- Exercise description: Reproduce all entries verbatim, with nothing added or dropped.

- Data rows:
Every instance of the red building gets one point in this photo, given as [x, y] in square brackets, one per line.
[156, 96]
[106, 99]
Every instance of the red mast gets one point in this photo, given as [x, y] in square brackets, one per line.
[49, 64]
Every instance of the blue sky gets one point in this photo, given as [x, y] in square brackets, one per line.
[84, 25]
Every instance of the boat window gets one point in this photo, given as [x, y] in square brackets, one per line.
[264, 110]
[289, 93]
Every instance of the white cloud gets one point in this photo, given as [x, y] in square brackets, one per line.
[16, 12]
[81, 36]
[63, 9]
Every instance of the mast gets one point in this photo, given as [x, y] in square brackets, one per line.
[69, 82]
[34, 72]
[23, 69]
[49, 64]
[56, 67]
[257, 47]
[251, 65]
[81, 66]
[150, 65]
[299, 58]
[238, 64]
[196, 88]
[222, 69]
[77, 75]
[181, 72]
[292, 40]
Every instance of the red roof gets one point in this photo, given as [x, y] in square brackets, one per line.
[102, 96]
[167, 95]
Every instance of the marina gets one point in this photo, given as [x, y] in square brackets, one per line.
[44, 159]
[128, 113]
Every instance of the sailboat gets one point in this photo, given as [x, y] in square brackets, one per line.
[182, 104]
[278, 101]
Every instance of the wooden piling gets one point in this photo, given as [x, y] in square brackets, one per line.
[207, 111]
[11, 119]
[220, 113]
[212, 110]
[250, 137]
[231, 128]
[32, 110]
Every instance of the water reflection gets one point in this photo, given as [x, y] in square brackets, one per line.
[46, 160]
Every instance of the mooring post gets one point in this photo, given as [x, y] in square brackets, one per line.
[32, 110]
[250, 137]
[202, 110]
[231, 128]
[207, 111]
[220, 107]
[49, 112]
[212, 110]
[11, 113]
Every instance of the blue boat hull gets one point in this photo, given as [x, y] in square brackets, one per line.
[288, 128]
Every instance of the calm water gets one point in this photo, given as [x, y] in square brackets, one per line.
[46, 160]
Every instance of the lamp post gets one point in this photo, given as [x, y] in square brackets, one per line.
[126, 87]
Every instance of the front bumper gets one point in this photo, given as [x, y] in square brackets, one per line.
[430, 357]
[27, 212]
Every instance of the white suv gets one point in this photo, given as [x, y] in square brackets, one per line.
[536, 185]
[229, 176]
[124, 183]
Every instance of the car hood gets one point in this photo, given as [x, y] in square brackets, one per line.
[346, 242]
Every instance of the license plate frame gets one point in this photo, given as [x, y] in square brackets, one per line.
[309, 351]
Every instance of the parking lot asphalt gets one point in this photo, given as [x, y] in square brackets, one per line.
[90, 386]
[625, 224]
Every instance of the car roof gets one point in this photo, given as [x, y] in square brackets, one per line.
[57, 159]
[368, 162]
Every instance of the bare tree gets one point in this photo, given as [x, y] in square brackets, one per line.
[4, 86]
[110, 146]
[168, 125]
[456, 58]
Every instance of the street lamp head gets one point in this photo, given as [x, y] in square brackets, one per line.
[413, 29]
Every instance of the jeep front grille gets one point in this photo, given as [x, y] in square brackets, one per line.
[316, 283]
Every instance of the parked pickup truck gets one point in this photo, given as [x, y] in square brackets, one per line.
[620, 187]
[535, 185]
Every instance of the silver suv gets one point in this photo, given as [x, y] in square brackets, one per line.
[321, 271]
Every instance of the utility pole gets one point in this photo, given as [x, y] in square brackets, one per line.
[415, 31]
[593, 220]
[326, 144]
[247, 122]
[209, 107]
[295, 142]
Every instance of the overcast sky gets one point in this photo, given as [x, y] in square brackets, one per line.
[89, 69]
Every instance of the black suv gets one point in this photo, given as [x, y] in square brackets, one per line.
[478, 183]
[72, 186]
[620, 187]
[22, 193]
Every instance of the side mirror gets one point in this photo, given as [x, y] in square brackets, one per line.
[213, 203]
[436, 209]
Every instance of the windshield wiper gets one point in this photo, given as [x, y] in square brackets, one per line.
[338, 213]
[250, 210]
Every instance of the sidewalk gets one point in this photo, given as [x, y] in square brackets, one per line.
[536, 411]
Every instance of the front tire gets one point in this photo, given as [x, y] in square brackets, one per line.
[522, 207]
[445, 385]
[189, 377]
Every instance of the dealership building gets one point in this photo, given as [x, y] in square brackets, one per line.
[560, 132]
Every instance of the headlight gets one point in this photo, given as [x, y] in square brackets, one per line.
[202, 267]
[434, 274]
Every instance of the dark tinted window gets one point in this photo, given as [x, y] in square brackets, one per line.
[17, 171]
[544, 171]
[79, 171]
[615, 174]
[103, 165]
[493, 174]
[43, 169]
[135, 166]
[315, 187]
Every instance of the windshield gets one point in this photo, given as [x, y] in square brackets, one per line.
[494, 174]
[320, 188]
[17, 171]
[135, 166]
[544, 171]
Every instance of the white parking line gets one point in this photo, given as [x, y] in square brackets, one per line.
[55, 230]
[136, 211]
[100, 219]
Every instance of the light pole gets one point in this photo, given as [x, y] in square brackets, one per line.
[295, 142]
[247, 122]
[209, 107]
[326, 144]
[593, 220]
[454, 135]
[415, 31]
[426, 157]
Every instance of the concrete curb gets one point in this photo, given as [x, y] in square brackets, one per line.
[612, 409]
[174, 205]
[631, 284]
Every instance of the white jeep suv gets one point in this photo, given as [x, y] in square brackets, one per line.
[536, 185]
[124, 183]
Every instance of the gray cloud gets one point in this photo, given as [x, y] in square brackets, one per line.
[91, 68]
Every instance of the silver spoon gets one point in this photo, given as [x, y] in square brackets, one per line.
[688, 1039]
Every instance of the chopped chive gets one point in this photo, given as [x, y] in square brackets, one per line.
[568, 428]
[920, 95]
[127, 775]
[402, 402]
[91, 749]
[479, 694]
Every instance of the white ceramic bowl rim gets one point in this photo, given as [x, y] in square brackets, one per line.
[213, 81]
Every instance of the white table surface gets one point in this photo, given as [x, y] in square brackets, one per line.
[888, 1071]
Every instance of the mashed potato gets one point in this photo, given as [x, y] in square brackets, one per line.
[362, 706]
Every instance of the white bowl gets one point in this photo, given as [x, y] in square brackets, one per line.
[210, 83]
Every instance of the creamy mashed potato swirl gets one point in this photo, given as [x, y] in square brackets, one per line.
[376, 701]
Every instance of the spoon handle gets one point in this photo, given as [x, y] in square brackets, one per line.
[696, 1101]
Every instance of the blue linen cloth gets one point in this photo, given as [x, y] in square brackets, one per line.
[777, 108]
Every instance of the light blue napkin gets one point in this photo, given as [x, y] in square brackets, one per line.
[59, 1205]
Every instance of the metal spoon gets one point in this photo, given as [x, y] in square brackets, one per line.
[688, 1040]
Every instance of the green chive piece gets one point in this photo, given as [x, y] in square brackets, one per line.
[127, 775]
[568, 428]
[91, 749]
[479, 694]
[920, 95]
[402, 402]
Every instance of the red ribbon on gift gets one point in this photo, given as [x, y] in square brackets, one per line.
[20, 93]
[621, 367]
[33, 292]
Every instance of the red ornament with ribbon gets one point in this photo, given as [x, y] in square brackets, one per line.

- Task output:
Every instance of the red building gets one point in this photo, given as [x, y] in square brackets, one per line.
[156, 96]
[106, 99]
Every instance of the red mast gets one point in this photo, given as [x, y] in square brackets, one per line.
[49, 64]
Every instance of the blue sky gets one point in this photo, given as [x, y] in square brackets, one per line.
[84, 25]
Every instance of the boat window gets one point in this photo, given as [x, y] in square brackets, one per line.
[264, 110]
[289, 93]
Every instance of the white cloud gets one point in this photo, given as [x, y] in square brackets, one per line.
[16, 12]
[81, 36]
[63, 9]
Every instance of the mast gets one point in this photo, given as [x, y] in square brackets, one per line.
[69, 82]
[34, 72]
[23, 69]
[49, 64]
[56, 67]
[257, 47]
[251, 65]
[81, 66]
[150, 65]
[299, 58]
[238, 64]
[196, 88]
[222, 69]
[77, 75]
[181, 72]
[292, 40]
Every instance of the red roof gets one point in this photo, given as [x, y] in square brackets, one per line.
[102, 96]
[167, 95]
Every instance of the marina gets one point in this photo, given as [x, y] in square brackets, one per line.
[44, 159]
[128, 113]
Every instance of the sailboat gets one point in this photo, given as [x, y] in square brackets, one per line.
[182, 104]
[278, 101]
Every instance of the wooden piling gets one point in this photo, given as [x, y] in square brackets, one per line.
[207, 111]
[11, 119]
[220, 113]
[212, 110]
[250, 137]
[231, 128]
[32, 110]
Every instance of the water reflection gets one point in this photo, given as [x, y] in square brackets, one per line.
[46, 160]
Every instance of the mooring post gets one point in this photo, given as [x, y] in square brackets, one per line.
[32, 110]
[250, 137]
[202, 110]
[231, 128]
[207, 111]
[220, 107]
[49, 112]
[212, 110]
[11, 113]
Every instance of the blue boat hull gets one point in this photo, given as [x, y] in square brackets, one per line.
[288, 128]
Every instance of the calm water gets one point in this photo, given as [x, y] in square brackets, one per line.
[46, 160]
Every instance of the lamp post gets one point in this photo, given as [x, y] in square brackets, one per line.
[126, 87]
Every instance of the front bumper gets one point in this photo, given as [x, y] in square brackets, one per line.
[430, 357]
[27, 212]
Every instance of the white suv gets one point in this photo, given as [x, y] in square brackets, one per line.
[536, 185]
[229, 176]
[124, 183]
Every instance of the car hood gets one point in this photo, given as [x, y] in square brackets, one per line.
[346, 242]
Every instance of the license plate frame gets one point in this photo, given as [x, y] in square brackets, one per line.
[309, 351]
Every instance of the parking lot asphalt gets one point in this photo, given as [x, y] in square brackets, one per line.
[90, 386]
[625, 224]
Every instance of the car roof gets one point in this photo, given as [x, y] in square brackets, one per line.
[57, 159]
[368, 162]
Every instance of the bare tree gets one point in this photo, given as [x, y] in square brackets, one per line.
[4, 86]
[110, 146]
[168, 125]
[456, 58]
Every instance of the street lamp head gets one point in this photo, given as [x, y] in square brackets, one per line.
[413, 29]
Every instance of the jeep front grille gets one point in this photo, given as [x, y] in square brackets, one per line.
[316, 283]
Every instance of the parked pickup truck gets one point in this photo, given as [x, y] in square brackets, one per line.
[620, 187]
[535, 185]
Every instance of the silver suv gets one point in this photo, given as [x, y] in square brackets, one per line.
[321, 271]
Every instance of the utility pole gets one point in this photo, given as [x, y] in square brackets, one per line.
[415, 31]
[593, 220]
[326, 144]
[247, 122]
[209, 107]
[295, 142]
Every instance of the overcast sky gets one point in this photo, given as [x, y] in square brackets, one per line.
[89, 69]
Every instance of the black suv gets one point in this photo, given as [x, y] in square brackets, one per line.
[478, 183]
[72, 186]
[620, 187]
[22, 193]
Every instance of the side mirror gets one point in this photo, given as [x, y] in square brackets, one per line.
[213, 203]
[436, 209]
Every instance of the windshield wiper gets one point in this photo, given as [x, y] in square brackets, one per line.
[338, 213]
[250, 210]
Every instance of the sidewalk gets one point in this photo, given as [x, y] in square brackets, one per line.
[536, 411]
Every instance of the front tire gets one point in this photo, given as [x, y] in square brackets, one per line.
[522, 207]
[445, 385]
[189, 377]
Every instance of the dealership building gets one point in this photo, given as [x, y] in square brackets, one per line.
[560, 132]
Every instance of the headlight gets one point in this photo, given as [x, y] in square brackets, one per line.
[202, 267]
[434, 274]
Every instance of the dark tinted window gets one point in this photo, given as [x, y] in square brackets, one per line.
[17, 171]
[544, 171]
[79, 171]
[615, 174]
[103, 165]
[493, 174]
[43, 169]
[135, 166]
[315, 187]
Every instance of the windshield gets one point in this photo, given as [x, y] in square brackets, one per line.
[494, 174]
[320, 188]
[17, 171]
[135, 166]
[544, 171]
Every instance of the white parking line gets one point in this photo, given as [x, y] in square brackets, one per line.
[55, 230]
[136, 211]
[100, 219]
Every instance of the light pole gets one point in this photo, given as [x, y] in square brackets, one per line.
[295, 142]
[247, 122]
[209, 107]
[326, 144]
[593, 220]
[454, 135]
[415, 31]
[426, 157]
Every instance of the concrete curb gets one point in this photo, given as [x, y] in square brackets, one per line.
[612, 409]
[174, 205]
[631, 284]
Every instance of the white jeep suv gets one point in this photo, given as [x, y] in square brackets, one per line.
[536, 185]
[124, 183]
Every instance of the gray cloud gets one point in this photo, given as [x, y] in square brackets, one per line.
[91, 68]
Every instance of the silver spoon gets one point in this photo, given as [x, y] in square brackets, one per line.
[688, 1039]
Every instance of the chopped chive gets one point in this photo, given as [x, y] in square brackets, one per line.
[568, 428]
[920, 95]
[127, 775]
[402, 402]
[91, 749]
[479, 694]
Every instance of the white ceramic bowl rim gets one point in this photo, given as [x, y] in square brackets, one per line.
[213, 81]
Every instance of the white table surface gets one point in this photo, given as [x, y] in square brackets, one per line.
[888, 1071]
Every instance of the mashed potato gets one point in this photo, given as [x, y] in square brackets, one per line.
[362, 706]
Every instance of the white bowl gets one point in this photo, given as [x, y] in square brackets, one per line.
[210, 83]
Every instance of the creamy mashed potato swirl gets one point in this photo, given as [x, y] in square brackets, one per line.
[376, 701]
Every instance of the spoon handle gets one point in this photo, given as [x, y] in square brackets, one per line.
[696, 1101]
Every instance of the blue linen cloth gets one point in this photo, given as [x, y] in square brackets, one per line.
[777, 108]
Every instance of the light blue napkin gets one point in this photo, given as [x, y] in square brackets, one per line.
[59, 1205]
Every instance of the metal spoon gets one point in this photo, given as [x, y] in square brackets, one per line.
[688, 1040]
Every instance of the green chive piece gets one point in this photo, given as [x, y] in square brackets, one per line.
[127, 775]
[568, 428]
[91, 749]
[479, 694]
[920, 95]
[402, 402]
Every instance of the red ribbon on gift gets one point in this photo, given as [x, y] in square brackets, one per line.
[20, 93]
[621, 367]
[33, 292]
Every instance of the red ornament with ribbon gets one point in this photo, given as [x, y] in square brackets, one per line.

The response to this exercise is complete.